Start of STUDY MATERIAL

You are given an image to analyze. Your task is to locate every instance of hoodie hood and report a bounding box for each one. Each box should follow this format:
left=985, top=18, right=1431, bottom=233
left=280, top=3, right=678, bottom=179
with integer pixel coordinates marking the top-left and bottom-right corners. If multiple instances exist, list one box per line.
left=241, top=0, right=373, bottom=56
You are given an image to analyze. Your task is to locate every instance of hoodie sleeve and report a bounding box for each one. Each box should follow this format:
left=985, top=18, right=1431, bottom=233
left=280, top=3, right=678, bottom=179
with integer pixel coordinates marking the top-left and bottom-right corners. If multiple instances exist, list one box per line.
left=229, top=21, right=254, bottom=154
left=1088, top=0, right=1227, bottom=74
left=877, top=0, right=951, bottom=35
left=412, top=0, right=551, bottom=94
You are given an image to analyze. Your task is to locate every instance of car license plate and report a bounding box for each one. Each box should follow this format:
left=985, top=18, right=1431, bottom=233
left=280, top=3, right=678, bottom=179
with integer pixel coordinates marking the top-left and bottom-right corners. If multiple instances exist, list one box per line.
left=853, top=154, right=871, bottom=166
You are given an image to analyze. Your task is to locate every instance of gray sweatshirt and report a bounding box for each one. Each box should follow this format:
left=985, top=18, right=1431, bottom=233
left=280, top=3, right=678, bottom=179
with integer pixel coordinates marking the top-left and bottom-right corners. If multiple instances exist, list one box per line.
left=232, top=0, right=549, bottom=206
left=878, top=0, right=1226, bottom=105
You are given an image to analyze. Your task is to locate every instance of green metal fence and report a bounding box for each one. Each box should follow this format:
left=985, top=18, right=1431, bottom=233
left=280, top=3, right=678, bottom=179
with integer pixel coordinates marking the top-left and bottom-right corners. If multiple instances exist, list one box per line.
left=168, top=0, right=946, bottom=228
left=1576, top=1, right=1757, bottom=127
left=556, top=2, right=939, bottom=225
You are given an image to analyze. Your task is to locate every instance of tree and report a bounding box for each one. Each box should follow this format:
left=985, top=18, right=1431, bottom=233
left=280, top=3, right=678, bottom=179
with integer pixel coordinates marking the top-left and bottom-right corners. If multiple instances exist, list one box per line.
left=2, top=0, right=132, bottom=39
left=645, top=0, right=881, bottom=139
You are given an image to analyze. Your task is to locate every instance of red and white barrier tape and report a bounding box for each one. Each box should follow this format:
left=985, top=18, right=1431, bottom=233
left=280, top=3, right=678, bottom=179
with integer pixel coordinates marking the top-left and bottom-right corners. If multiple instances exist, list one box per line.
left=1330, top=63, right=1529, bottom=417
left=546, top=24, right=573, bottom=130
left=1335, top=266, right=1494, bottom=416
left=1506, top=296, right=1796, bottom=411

End of STUDY MATERIAL

== EXERCISE ==
Where a line of the records has the string "hoodie", copy that line.

== SOLUTION TO THIS EXERCISE ==
You are given an image to analyze. Your task is to locate every instance of hoodie hood and report a bounding box for each one. Each box should follow this format:
You are given an image to analyze. Your task is to locate every instance of hoodie sleeve and report a bounding box for each one. Each box should follow this format:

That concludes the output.